PROBLEM DESCRIPTION –
Convert every line of the items below into a Markdown table with the columns No. and Text, numbering each row and skipping blank lines. Leave the pictures out of the answer.

GIVEN RECORDS –
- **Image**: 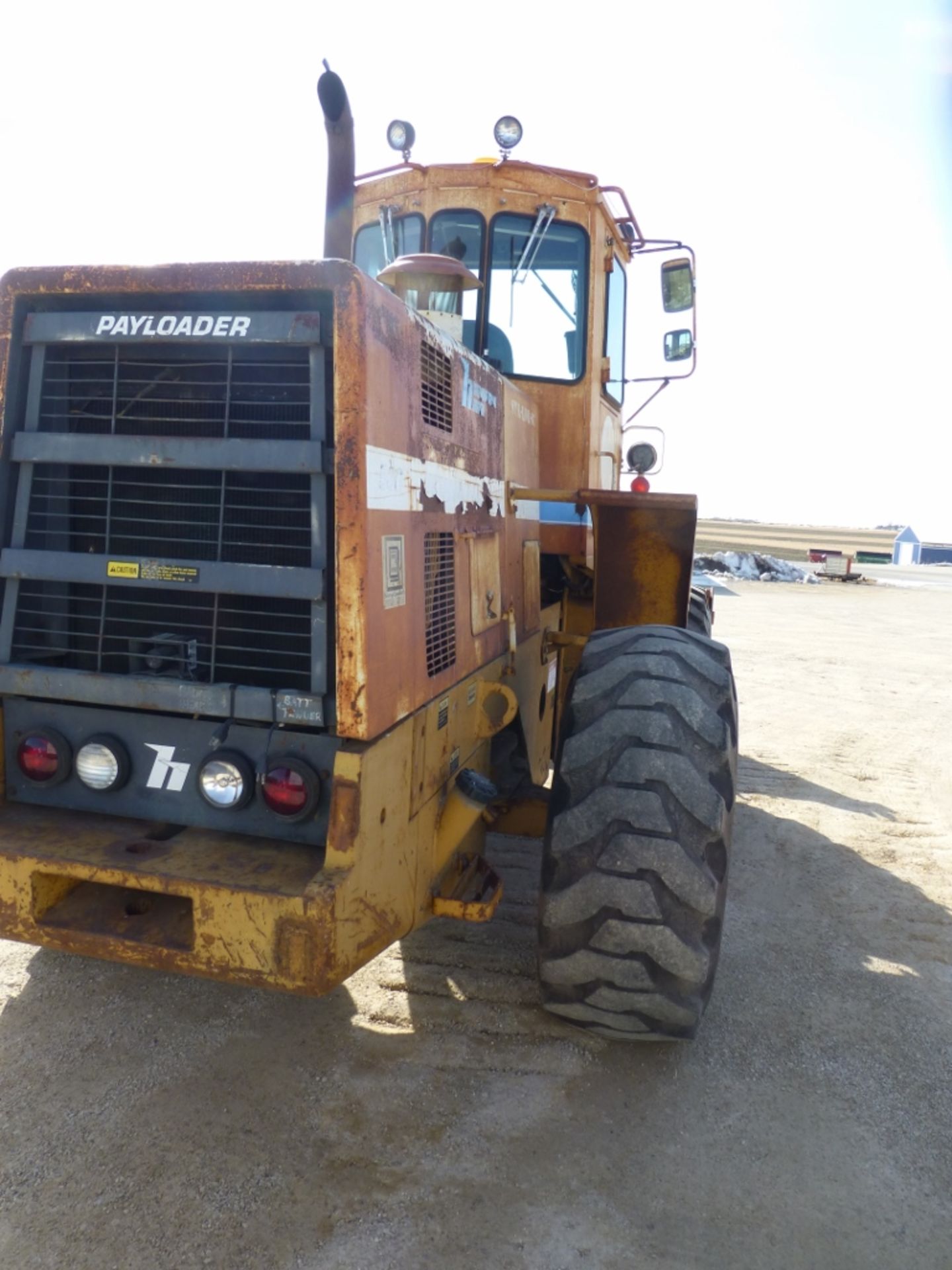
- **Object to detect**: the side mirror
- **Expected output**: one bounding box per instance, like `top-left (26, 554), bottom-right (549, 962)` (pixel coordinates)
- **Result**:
top-left (627, 240), bottom-right (697, 384)
top-left (661, 257), bottom-right (694, 314)
top-left (664, 330), bottom-right (694, 362)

TASK SOLUTION –
| No. | Text |
|---|---|
| 1 | - **Image**:  |
| 2 | - **Object to detect**: the side mirror |
| 3 | - **Expected output**: one bounding box per instance, like `top-left (26, 554), bottom-right (549, 962)` (pixel coordinates) |
| 4 | - **Result**: |
| 5 | top-left (627, 240), bottom-right (697, 384) |
| 6 | top-left (661, 257), bottom-right (694, 314) |
| 7 | top-left (664, 330), bottom-right (694, 362) |